Data for review:
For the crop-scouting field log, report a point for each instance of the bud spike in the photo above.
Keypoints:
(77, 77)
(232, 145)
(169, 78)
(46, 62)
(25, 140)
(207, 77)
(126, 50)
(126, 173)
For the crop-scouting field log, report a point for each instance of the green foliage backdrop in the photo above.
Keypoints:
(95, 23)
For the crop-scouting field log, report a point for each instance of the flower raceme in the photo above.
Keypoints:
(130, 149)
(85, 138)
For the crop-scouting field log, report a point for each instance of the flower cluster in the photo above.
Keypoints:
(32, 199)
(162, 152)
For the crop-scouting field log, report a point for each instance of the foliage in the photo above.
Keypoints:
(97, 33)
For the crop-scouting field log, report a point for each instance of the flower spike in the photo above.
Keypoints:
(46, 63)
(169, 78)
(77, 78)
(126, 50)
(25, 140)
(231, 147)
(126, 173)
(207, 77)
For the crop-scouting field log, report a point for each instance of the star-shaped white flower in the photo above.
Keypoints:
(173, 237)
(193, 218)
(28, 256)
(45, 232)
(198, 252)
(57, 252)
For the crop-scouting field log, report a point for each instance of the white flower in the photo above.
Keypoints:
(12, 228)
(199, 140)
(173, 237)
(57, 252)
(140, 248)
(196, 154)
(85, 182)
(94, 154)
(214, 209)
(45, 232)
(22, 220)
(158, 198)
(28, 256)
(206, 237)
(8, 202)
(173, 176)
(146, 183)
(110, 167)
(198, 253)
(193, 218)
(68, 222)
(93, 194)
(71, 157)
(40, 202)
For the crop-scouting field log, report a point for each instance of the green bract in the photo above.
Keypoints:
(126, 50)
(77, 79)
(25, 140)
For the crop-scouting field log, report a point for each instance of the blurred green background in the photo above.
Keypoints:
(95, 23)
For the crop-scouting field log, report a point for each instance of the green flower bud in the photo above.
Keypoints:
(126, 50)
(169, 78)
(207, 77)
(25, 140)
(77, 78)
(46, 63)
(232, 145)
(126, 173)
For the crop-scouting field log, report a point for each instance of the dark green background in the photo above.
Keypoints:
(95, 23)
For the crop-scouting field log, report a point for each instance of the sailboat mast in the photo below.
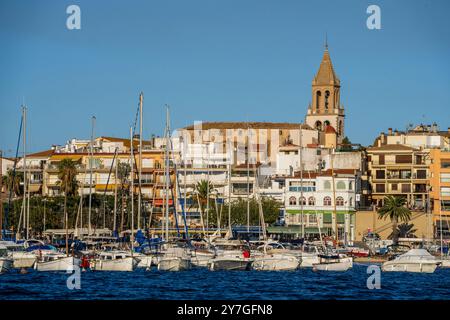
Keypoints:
(90, 175)
(141, 100)
(229, 197)
(167, 172)
(248, 181)
(25, 171)
(301, 181)
(336, 233)
(115, 196)
(207, 188)
(1, 195)
(132, 187)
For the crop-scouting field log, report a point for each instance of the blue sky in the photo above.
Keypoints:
(228, 60)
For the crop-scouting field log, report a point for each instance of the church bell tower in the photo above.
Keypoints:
(326, 109)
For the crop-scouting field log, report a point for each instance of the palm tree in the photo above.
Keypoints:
(67, 173)
(123, 174)
(395, 209)
(405, 230)
(200, 196)
(12, 182)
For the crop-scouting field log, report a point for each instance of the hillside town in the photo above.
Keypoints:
(324, 184)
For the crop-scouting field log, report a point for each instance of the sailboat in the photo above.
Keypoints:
(114, 260)
(175, 255)
(276, 258)
(415, 260)
(6, 262)
(331, 260)
(231, 255)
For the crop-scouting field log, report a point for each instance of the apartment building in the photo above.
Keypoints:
(401, 171)
(440, 190)
(311, 201)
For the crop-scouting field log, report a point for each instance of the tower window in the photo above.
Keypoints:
(318, 95)
(318, 125)
(327, 95)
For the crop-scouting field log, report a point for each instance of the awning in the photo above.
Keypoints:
(34, 188)
(292, 230)
(104, 187)
(73, 157)
(297, 211)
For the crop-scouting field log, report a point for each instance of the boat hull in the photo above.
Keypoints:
(200, 260)
(229, 264)
(174, 264)
(23, 259)
(61, 264)
(308, 261)
(6, 264)
(336, 266)
(123, 264)
(144, 261)
(445, 263)
(275, 264)
(423, 267)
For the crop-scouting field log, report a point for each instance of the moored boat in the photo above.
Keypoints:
(415, 260)
(56, 262)
(333, 262)
(114, 261)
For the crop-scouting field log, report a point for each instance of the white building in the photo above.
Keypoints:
(312, 200)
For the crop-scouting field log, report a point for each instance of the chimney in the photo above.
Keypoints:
(382, 139)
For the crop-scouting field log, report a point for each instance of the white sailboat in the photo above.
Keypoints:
(231, 255)
(174, 258)
(415, 260)
(56, 262)
(33, 249)
(6, 263)
(276, 258)
(201, 253)
(114, 261)
(333, 262)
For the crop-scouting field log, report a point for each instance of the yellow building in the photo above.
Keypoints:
(399, 170)
(440, 189)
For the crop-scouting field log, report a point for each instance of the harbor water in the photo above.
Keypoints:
(201, 284)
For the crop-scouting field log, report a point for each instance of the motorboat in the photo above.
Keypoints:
(6, 263)
(231, 255)
(28, 257)
(114, 261)
(56, 262)
(333, 262)
(175, 258)
(201, 253)
(275, 258)
(309, 256)
(145, 260)
(415, 260)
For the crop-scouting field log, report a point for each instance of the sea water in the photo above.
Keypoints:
(201, 284)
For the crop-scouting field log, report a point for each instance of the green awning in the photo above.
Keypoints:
(292, 230)
(296, 211)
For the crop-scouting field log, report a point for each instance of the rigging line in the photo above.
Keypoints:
(13, 176)
(106, 188)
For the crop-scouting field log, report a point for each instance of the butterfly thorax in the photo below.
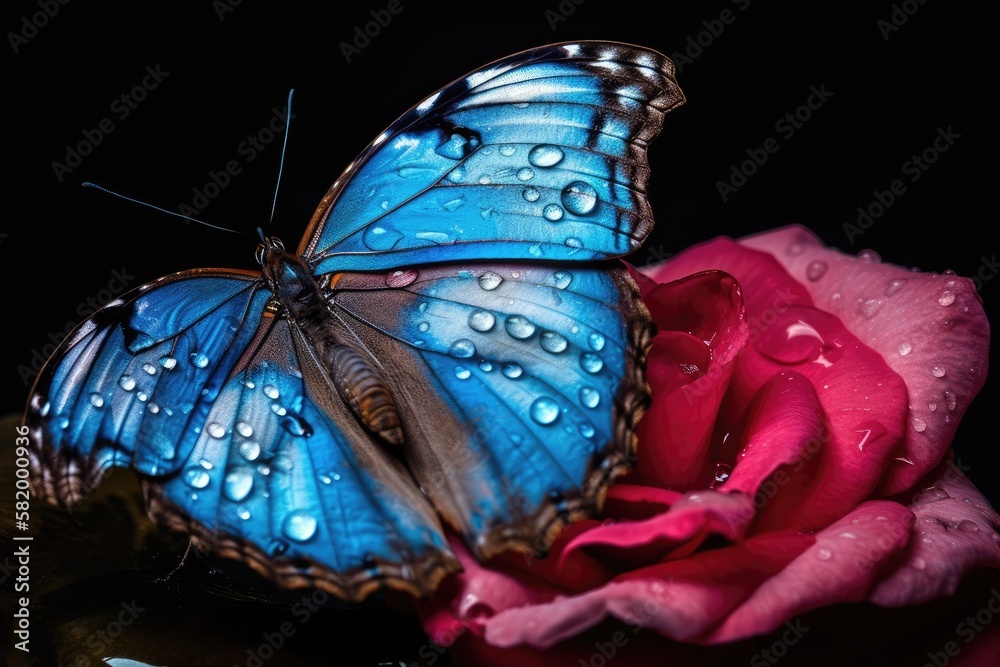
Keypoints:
(352, 371)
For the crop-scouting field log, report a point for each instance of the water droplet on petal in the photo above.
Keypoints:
(559, 279)
(299, 525)
(545, 155)
(932, 494)
(462, 348)
(398, 279)
(895, 286)
(238, 484)
(868, 307)
(949, 399)
(490, 281)
(519, 326)
(552, 212)
(816, 270)
(591, 363)
(722, 472)
(482, 320)
(869, 257)
(196, 477)
(512, 371)
(590, 397)
(544, 410)
(296, 425)
(553, 343)
(579, 198)
(250, 450)
(968, 526)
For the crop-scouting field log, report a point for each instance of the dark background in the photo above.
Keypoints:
(62, 243)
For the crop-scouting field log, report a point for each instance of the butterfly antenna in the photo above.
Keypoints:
(157, 208)
(284, 147)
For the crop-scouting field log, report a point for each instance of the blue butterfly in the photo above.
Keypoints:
(444, 345)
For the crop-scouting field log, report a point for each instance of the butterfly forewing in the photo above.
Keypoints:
(536, 382)
(446, 343)
(538, 156)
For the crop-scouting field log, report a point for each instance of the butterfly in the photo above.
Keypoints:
(451, 344)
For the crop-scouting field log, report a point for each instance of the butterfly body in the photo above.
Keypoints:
(449, 346)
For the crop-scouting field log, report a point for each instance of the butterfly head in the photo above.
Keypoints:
(286, 274)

What to do: In the reply, include exactly the lines from the beginning of the entries above through the line holding "raceme in the photo above.", and nothing besides.

Reply:
For the crop-scouting field log, report a point for each instance of the bud spike in the photo above.
Keypoints:
(77, 77)
(232, 145)
(169, 78)
(46, 62)
(25, 140)
(207, 77)
(126, 50)
(126, 173)
For the crop-scouting field log, report a point for each instance of the green foliage backdrop in the photo above.
Keypoints:
(95, 23)
For the crop-scouting field log, report a point for each instance of the flower raceme in the photo above.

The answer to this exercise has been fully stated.